| PASSAGE SHOWN |
========================================================================

The trials of an organic farmer

Being a small fish in a big pond

Picture an 85-acre organic farm somewhere in Southern California, nestled between hundreds of acres of corporate oranges and avocados.

WHAT’S THE BIG IDEA
By Ryan DeLaureal
Being a small fish in a big pond

Picture an 85-acre organic farm somewhere in Southern California, nestled between hundreds of acres of corporate oranges and avocados.

Daniel johnston/VANGUARD STAFF

Rather than the assembly- line farming of a single crop, these farmers grow small patches of fruit, vegetables and herbs by the season, shipping them out to subscribers who, each week, receive an assortment of farm-fresh produce delivered to their doorsteps.

This farm and many like it can be found all across the country—like islands in a sea of gigantic corporate farms. They are small and defenseless, and they supply much of the organic produce that can be found in farmers markets and grocery stores all over America.

By farm standards, 85 acres is very small. Some of the biggest farms in California operate over tens of thousands of acres, relying on technology, machinery and pesticides as the means of reaping large harvests. The biggest ones ship their food in trucks all over America and in boats to other parts of the world.

========================================================================

| STORED RECORDS |
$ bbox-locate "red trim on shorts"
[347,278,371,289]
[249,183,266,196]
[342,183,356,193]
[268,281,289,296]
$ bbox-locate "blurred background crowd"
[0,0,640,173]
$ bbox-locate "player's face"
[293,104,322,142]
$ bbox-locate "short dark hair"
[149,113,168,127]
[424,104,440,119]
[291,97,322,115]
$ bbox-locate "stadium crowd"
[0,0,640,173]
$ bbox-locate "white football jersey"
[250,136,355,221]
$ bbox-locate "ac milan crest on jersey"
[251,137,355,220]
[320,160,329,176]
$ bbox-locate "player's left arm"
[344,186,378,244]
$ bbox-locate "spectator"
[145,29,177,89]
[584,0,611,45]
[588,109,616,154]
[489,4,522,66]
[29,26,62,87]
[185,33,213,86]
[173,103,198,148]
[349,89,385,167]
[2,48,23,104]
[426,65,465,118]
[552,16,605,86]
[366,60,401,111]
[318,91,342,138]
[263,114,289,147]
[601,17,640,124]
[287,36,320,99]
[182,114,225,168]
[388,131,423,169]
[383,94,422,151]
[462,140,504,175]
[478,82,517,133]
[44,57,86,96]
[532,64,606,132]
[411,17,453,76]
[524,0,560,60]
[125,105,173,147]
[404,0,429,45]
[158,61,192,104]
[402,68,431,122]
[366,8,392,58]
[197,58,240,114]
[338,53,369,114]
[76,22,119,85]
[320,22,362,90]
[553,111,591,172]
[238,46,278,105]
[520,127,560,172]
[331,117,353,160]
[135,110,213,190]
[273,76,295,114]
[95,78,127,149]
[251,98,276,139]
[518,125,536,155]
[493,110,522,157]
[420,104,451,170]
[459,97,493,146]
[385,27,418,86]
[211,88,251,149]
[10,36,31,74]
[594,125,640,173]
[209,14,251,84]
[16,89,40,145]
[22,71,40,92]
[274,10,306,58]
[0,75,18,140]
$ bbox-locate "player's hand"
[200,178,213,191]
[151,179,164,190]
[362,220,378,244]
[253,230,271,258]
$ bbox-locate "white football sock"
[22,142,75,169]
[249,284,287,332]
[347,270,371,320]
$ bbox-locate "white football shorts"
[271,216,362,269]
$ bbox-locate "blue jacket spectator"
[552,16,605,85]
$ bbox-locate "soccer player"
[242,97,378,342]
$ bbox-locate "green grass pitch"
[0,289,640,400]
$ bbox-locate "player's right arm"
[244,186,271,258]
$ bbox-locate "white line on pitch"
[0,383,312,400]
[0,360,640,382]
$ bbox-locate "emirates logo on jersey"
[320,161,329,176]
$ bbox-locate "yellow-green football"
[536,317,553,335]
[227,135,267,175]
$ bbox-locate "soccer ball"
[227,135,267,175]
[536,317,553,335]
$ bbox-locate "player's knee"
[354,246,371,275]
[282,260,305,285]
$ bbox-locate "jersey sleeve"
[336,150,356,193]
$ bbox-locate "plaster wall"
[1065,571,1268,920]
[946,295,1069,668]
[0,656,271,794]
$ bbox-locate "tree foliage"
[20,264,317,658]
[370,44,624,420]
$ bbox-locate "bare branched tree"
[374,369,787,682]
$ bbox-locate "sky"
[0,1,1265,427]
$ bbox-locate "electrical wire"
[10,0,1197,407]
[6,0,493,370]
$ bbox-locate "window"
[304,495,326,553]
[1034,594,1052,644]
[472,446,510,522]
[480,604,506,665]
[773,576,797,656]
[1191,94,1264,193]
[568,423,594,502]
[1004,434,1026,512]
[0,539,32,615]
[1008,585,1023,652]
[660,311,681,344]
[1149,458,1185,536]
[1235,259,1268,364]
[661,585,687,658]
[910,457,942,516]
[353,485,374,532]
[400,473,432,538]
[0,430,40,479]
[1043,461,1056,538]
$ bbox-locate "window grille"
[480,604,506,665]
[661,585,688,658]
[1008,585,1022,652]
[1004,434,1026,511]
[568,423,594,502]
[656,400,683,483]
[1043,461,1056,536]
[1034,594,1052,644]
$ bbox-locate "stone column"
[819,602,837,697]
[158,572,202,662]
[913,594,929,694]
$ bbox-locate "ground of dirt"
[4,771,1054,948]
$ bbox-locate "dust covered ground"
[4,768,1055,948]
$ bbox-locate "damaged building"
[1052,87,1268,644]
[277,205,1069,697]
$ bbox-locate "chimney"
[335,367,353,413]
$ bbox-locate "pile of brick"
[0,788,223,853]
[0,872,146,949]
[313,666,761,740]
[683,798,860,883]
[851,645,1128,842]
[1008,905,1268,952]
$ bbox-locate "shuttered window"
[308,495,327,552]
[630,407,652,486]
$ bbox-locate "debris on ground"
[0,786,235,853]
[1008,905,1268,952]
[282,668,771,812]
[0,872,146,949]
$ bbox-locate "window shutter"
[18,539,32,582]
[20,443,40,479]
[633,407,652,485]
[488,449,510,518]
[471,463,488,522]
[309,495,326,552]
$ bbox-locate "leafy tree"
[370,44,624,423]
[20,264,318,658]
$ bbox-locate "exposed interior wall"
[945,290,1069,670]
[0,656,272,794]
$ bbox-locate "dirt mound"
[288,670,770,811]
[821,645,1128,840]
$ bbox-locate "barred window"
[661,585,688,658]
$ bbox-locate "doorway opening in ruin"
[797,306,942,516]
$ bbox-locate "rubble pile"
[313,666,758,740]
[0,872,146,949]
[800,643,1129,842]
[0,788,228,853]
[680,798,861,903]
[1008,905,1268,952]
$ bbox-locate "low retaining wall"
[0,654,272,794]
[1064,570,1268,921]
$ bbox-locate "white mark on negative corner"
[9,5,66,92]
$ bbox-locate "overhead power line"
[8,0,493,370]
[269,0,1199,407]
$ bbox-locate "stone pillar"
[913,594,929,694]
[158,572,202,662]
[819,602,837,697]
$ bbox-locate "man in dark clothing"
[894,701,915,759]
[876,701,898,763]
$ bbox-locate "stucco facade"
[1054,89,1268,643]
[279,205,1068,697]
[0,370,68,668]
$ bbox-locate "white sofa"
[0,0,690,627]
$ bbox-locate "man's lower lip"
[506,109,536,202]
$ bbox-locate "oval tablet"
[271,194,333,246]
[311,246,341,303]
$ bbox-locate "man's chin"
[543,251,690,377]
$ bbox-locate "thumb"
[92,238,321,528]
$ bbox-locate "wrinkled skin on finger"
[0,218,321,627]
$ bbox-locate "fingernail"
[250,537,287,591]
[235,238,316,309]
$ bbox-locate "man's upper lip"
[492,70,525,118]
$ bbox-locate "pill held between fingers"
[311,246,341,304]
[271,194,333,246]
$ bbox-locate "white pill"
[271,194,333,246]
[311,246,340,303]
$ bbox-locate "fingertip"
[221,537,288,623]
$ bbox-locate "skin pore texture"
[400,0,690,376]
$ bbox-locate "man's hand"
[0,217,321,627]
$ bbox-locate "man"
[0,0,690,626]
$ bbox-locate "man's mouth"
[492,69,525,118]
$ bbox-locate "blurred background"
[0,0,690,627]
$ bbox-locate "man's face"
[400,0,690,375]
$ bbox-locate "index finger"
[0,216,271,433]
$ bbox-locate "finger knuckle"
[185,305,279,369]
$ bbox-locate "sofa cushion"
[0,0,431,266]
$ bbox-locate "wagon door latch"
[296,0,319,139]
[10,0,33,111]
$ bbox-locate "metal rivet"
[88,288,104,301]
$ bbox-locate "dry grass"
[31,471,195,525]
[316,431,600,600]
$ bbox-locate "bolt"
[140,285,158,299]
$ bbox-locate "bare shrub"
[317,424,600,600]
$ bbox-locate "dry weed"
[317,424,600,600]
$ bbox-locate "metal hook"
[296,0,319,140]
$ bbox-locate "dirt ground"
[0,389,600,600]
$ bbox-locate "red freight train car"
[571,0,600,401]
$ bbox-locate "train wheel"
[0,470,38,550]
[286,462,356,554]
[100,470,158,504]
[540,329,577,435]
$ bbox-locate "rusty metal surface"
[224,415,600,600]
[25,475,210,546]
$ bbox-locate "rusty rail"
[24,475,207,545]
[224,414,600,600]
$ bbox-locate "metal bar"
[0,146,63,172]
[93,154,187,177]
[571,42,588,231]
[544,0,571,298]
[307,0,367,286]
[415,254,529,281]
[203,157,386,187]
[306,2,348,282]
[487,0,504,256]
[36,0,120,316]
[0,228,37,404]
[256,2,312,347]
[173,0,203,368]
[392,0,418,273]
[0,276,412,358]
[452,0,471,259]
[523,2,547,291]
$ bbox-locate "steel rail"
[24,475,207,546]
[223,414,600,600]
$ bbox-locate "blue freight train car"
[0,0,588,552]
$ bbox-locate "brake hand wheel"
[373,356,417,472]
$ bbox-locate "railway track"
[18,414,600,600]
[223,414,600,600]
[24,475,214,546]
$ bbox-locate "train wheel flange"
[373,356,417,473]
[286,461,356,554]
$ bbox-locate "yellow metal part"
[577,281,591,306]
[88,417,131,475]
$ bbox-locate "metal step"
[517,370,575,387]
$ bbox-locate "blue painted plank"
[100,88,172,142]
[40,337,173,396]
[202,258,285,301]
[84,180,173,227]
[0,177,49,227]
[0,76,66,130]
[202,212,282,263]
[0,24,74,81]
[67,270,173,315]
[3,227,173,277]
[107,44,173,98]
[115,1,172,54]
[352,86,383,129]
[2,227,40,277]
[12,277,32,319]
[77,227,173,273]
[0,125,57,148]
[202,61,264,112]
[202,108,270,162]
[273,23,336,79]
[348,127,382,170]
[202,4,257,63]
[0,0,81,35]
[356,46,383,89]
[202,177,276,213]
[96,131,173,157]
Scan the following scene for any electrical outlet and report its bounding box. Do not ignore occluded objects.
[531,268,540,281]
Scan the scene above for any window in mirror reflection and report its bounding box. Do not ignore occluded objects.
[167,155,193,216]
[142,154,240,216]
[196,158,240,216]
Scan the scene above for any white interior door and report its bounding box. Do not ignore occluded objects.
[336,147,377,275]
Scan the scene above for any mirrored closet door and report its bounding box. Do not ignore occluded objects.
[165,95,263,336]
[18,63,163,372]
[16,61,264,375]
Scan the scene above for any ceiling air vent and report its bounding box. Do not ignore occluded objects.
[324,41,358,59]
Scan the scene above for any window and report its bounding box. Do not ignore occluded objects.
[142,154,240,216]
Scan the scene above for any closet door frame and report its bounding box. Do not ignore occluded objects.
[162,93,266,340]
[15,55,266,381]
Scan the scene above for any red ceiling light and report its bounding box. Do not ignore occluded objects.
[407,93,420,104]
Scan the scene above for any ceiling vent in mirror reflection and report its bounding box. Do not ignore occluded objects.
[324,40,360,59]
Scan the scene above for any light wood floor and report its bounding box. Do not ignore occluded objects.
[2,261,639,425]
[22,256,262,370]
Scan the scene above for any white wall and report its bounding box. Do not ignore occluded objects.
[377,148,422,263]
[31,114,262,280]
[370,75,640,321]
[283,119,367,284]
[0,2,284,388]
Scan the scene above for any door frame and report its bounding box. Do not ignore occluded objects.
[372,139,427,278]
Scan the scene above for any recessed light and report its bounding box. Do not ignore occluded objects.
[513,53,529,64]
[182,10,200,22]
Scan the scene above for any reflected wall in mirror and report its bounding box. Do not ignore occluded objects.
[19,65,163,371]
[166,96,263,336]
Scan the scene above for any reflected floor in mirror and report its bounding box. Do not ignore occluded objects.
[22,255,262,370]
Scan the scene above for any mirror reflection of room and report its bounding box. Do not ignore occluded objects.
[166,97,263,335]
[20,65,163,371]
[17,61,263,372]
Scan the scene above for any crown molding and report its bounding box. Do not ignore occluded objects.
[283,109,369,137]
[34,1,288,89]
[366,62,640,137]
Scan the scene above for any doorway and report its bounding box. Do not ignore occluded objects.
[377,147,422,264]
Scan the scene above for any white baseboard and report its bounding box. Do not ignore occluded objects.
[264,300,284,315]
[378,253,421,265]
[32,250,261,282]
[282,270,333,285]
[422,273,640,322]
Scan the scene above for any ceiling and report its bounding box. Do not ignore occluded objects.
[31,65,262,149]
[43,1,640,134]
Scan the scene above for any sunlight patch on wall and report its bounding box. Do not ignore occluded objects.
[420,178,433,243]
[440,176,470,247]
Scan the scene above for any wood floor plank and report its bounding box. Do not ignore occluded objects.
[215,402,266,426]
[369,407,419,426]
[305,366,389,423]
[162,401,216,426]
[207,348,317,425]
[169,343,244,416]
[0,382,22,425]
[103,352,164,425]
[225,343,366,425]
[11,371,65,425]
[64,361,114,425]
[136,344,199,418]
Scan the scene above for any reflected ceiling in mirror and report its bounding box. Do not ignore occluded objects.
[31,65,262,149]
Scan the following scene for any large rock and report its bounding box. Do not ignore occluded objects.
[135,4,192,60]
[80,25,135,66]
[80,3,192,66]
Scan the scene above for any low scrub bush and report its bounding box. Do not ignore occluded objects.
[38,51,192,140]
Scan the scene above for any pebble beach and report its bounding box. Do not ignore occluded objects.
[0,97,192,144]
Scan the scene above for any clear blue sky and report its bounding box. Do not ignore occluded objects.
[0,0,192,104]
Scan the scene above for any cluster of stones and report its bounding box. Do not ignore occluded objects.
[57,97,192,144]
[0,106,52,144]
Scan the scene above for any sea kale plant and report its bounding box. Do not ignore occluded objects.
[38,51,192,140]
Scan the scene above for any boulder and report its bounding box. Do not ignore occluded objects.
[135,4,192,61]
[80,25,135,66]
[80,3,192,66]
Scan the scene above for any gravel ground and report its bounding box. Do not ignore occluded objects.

========================================================================

| TASKS TO CARRY OUT |
- 1) In the organic farm article, why is an 85-acre farm described as very small? Answer in one to three sentences.
- 2) Rewrite the part of the organic farm article that opens with the words containing "WHAT’S THE BIG" and closes with "all over America.", putting "customers" in place of "subscribers".

| SOLUTIONS FOR EACH TASK |
- 1) By farm standards, 85 acres counts as very small because some of the biggest farms in California operate over tens of thousands of acres.

- 2)
WHAT’S THE BIG IDEA
By Ryan DeLaureal
Being a small fish in a big pond

Picture an 85-acre organic farm somewhere in Southern California, nestled between hundreds of acres of corporate oranges and avocados.

Daniel johnston/VANGUARD STAFF

Rather than the assembly- line farming of a single crop, these farmers grow small patches of fruit, vegetables and herbs by the season, shipping them out to customers who, each week, receive an assortment of farm-fresh produce delivered to their doorsteps.

This farm and many like it can be found all across the country—like islands in a sea of gigantic corporate farms. They are small and defenseless, and they supply much of the organic produce that can be found in farmers markets and grocery stores all over America.